[Reading passage]:
'''

# Any other fat karateka on this board?



## moonvine (May 16, 2012)

I used to study seido karate (I am a lowly blue belt). However I have moved and now need to pick another discipline and start over. Does anyone here study karate? Looking for suggestions ..


----------



## HeavyDuty24 (May 16, 2012)

I studied Shorin-Ryu Karate. I REALLY REALLY wish i could find a Kyokushin school but they are so rare.


----------



## Jon Blaze (May 19, 2012)

We have a combat sports thread if you'd like to join in. 

http://www.dimensionsmagazine.com/forums/showthread.php?t=53678&page=12

I don't consider myself a karateka, but Boxing and Shorin Ryu were the first martial arts I practiced. I'm still considering adding Kyokushin to my soon to be regular Muay Thai and Brazilian Jiu Jitsu schedule.


----------



## HeavyDuty24 (May 19, 2012)

Jon Blaze said:


> We have a combat sports thread if you'd like to join in.
> 
> http://www.dimensionsmagazine.com/forums/showthread.php?t=53678&page=12
> 
> I don't consider myself a karateka, but Boxing and Shorin Ryu were the first martial arts I practiced. I'm still considering adding Kyokushin to my soon to be regular Muay Thai and Brazilian Jiu Jitsu schedule.



Awesome man i love Shorin-Ryu very traditional i have yet to find a Kyokushin school in my area. I have always wanted to dabble in Muay Thai and Boxing i have seen a couple of MT schools and Boxing places around. I wouldn't mind takung Jiujitsu also i want to give Judo a try too.


----------



## Jon Blaze (Jun 11, 2012)

HeavyDuty24 said:


> Awesome man i love Shorin-Ryu very traditional i have yet to find a Kyokushin school in my area. I have always wanted to dabble in Muay Thai and Boxing i have seen a couple of MT schools and Boxing places around. I wouldn't mind takung Jiujitsu also i want to give Judo a try too.



Not sure if you are interested, but have you looked at offshoot Full Contact Karate schools that might be near as well?

Daido Juku
Seidokaikan
Enshin
Ashihara
Kansuiryu
For example?


----------

'''

Answer these questions using the forum thread about karate:
(a) Which style of karate did moonvine study, and what belt did moonvine reach?
(b) Which two martial arts does Jon Blaze name as the first ones he practiced?
(c) How many offshoot Full Contact Karate schools does Jon Blaze list in his June 11 post?

[Supplied records]:
'''

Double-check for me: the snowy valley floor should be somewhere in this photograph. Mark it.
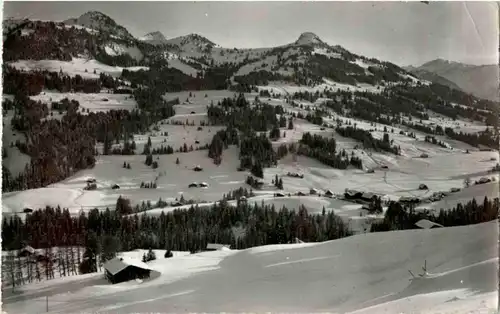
[3,221,498,313]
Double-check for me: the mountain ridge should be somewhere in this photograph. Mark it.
[405,58,499,101]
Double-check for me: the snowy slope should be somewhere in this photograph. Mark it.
[9,58,149,79]
[4,222,498,313]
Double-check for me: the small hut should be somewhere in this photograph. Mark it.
[415,219,443,229]
[103,257,152,284]
[205,243,231,251]
[418,183,429,190]
[193,165,203,171]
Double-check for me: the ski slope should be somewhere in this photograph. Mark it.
[4,221,498,313]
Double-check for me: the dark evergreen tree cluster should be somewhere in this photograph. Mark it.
[240,134,278,172]
[371,197,500,232]
[297,132,363,169]
[444,127,500,149]
[222,187,255,201]
[207,94,286,132]
[141,182,156,189]
[425,135,448,148]
[2,64,123,95]
[335,126,400,155]
[2,201,351,254]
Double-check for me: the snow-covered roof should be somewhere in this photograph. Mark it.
[103,257,152,275]
[207,243,230,250]
[415,219,443,229]
[21,245,35,254]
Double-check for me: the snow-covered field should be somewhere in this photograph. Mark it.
[31,91,137,112]
[2,91,499,229]
[3,221,498,313]
[9,58,148,79]
[2,110,31,176]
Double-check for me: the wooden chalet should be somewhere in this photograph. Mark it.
[103,257,152,284]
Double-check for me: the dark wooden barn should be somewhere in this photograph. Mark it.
[103,257,151,284]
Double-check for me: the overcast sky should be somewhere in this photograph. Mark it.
[4,1,499,65]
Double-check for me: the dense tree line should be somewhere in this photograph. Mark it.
[2,64,122,95]
[297,133,363,169]
[208,127,240,165]
[207,93,286,132]
[335,126,400,155]
[2,96,174,192]
[444,128,500,149]
[371,197,500,232]
[425,135,448,148]
[239,134,278,172]
[3,21,97,62]
[2,201,351,251]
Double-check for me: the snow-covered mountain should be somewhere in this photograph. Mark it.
[295,32,325,46]
[407,59,499,100]
[63,11,133,38]
[139,31,167,45]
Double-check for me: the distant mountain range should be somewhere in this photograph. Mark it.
[4,11,498,104]
[405,59,499,101]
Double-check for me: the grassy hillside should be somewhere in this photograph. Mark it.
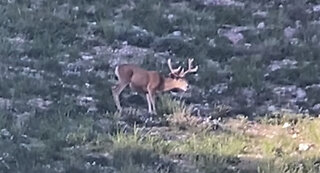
[0,0,320,173]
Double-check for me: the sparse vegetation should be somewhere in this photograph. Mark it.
[0,0,320,173]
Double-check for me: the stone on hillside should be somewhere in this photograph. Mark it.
[118,26,154,47]
[151,35,192,55]
[13,112,33,130]
[283,26,297,39]
[312,5,320,12]
[0,97,12,110]
[267,59,298,72]
[84,153,113,166]
[108,44,153,68]
[218,29,244,44]
[92,119,116,133]
[27,98,52,110]
[202,0,244,7]
[253,10,268,18]
[257,22,265,29]
[0,129,11,138]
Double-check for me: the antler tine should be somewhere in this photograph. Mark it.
[168,58,181,74]
[179,58,198,77]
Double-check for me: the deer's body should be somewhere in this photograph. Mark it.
[112,60,197,114]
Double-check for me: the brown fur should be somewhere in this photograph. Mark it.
[112,59,196,114]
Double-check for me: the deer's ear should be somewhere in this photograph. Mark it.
[169,73,176,79]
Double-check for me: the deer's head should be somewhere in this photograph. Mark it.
[167,59,198,91]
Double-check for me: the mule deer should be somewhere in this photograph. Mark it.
[112,59,198,114]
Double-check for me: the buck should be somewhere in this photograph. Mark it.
[112,59,198,114]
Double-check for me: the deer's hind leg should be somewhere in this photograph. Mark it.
[112,82,129,111]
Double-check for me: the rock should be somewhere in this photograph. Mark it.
[311,103,320,113]
[92,119,116,133]
[150,35,193,56]
[118,26,154,48]
[283,26,297,39]
[27,98,52,110]
[267,59,298,72]
[253,10,268,18]
[257,22,265,29]
[13,112,33,130]
[86,5,97,14]
[84,153,113,166]
[201,0,244,7]
[298,143,313,151]
[221,31,244,44]
[0,129,11,138]
[0,97,12,110]
[20,138,46,151]
[312,5,320,12]
[108,45,153,68]
[282,122,291,129]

'''

[Output below]:
(a) Seido karate, reaching blue belt.
(b) Boxing and Shorin Ryu.
(c) Five: Daido Juku, Seidokaikan, Enshin, Ashihara, and Kansuiryu.